■ Exercise objective ■
What is needed is an exact copy of every entry, without the pictures.

■ Data to process ■
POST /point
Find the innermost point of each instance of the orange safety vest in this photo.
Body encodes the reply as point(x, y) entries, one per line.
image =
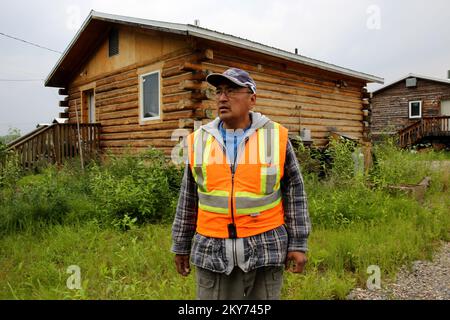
point(250, 199)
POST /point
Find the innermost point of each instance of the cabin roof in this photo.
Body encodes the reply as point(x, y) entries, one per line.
point(412, 75)
point(97, 23)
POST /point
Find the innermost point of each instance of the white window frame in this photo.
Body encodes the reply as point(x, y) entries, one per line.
point(420, 109)
point(141, 96)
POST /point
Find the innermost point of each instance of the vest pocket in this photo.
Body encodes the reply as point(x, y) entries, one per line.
point(269, 177)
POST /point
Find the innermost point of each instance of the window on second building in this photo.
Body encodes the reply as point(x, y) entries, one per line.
point(415, 109)
point(150, 96)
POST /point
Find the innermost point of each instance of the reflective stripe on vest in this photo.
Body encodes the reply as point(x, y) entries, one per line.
point(217, 201)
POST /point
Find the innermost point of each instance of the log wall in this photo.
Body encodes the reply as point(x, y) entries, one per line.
point(296, 96)
point(390, 107)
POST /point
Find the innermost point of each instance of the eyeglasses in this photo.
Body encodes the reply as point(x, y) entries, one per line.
point(230, 92)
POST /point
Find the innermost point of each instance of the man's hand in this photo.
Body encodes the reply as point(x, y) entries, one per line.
point(182, 263)
point(295, 261)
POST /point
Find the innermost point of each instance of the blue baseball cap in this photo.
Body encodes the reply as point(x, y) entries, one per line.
point(235, 75)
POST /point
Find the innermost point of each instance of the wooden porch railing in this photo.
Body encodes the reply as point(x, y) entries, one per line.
point(57, 143)
point(425, 127)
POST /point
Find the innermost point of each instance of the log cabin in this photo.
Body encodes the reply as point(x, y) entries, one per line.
point(139, 80)
point(415, 108)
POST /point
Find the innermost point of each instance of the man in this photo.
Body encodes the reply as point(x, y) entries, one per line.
point(242, 200)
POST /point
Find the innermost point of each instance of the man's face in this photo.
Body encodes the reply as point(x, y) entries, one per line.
point(234, 102)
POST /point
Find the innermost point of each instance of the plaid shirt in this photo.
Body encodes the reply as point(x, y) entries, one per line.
point(266, 249)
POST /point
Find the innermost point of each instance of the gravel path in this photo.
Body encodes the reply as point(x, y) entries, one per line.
point(427, 280)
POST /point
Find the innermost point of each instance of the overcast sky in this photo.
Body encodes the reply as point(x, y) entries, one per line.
point(385, 38)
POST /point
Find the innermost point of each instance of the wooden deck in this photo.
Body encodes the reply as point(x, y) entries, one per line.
point(424, 128)
point(56, 143)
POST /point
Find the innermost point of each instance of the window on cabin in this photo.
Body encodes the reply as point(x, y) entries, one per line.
point(415, 109)
point(113, 42)
point(150, 95)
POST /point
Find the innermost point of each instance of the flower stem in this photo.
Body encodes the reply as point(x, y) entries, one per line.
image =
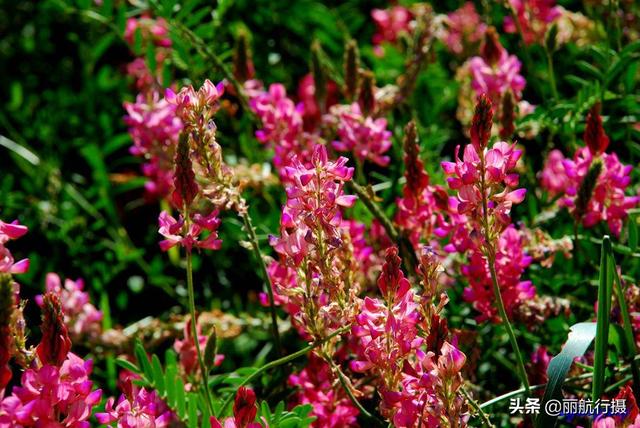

■ Task solution ■
POST /point
Find the innermost point of each instance of the orange safety vest in this photo.
Body encodes the reply as point(x, y) entries, one per line.
image =
point(250, 199)
POST /point
Find the innermost point of each instance of the cabin roof in this photo.
Body encodes the reply as point(x, y) entries, one per line.
point(412, 75)
point(97, 23)
POST /point
Find the innermost point of each instance of the white window frame in this photo.
Body encodes the reply as point(x, y) entries, one per line.
point(420, 109)
point(141, 96)
POST /point
Find the innermost point of each instance of the vest pocket in this photo.
Body encodes the reply as point(x, y) entries, one per line.
point(269, 177)
POST /point
Find the innermost point of each instance of the window on second building in this photo.
Body encodes the reply as point(x, y) entries, one per line.
point(415, 109)
point(150, 96)
POST /point
Find the innermost point of each instance of the reflective stripe on vest in this photo.
Body encodes the reply as point(x, y) entries, one per line.
point(217, 201)
POST /point
Find the innermost point of each instance of the log wall in this photo.
Body encodes the reply as point(x, y) entries, one per line.
point(296, 96)
point(390, 107)
POST /point
Find the innermost point of each instance of the eyeglasses in this photo.
Body encodes the reply as point(x, y) entries, one per line.
point(230, 92)
POST /point
Find the innermost point of each instance of the man's hand in this photo.
Body encodes the reply as point(x, y) entries, one per line.
point(182, 263)
point(295, 261)
POST /point
Find the innermost point of each instance of the blue baseball cap in this photo.
Body encodes the reply as point(x, y) entries, one per line.
point(235, 75)
POST /point
Find the innermost point of each instance of the wooden porch railing in this photo.
Body encodes the reply as point(x, y) entries, one per line.
point(57, 143)
point(425, 127)
POST /point
Find the innermost point of each instance of the log cabin in this photo.
Body encodes the reply as point(x, y) entries, one per line.
point(139, 80)
point(415, 108)
POST /point
Find the innermost point of each instance of the man in this photo.
Body encodes the reply as point(x, y) entries, one per line.
point(242, 200)
POST /point
Find the innermost point of each instance of the man's face in this photo.
Body encodes the reply as point(x, y) entries, one per line.
point(234, 102)
POST /point
Find the innermost point of each instance of the plaid shirt in this photo.
Body encodes the reply as point(x, y) entries, one per line.
point(266, 249)
POST /point
Find the innermost point of each instance of the gravel path in this photo.
Body encodes the reply as point(x, y) entries, one per line.
point(427, 280)
POST /point
Find the innermost point of each instance of the overcast sky in this photo.
Body encodes the reply as point(x, y) entries, one per line.
point(385, 38)
POST /point
Find the innermost point of each instance of the wooden deck in this photo.
Body encodes the reply as point(x, y) entries, one per line.
point(424, 128)
point(56, 143)
POST /point
Find the innermost point of each instance of the window on cabin in this photo.
Body encodes the reply as point(x, y) entries, one per line.
point(415, 109)
point(113, 42)
point(150, 95)
POST /point
Find the innermost point of each instance of the flower stem in this photo.
Body encodes the reply as point(x, y) entries, one per line.
image =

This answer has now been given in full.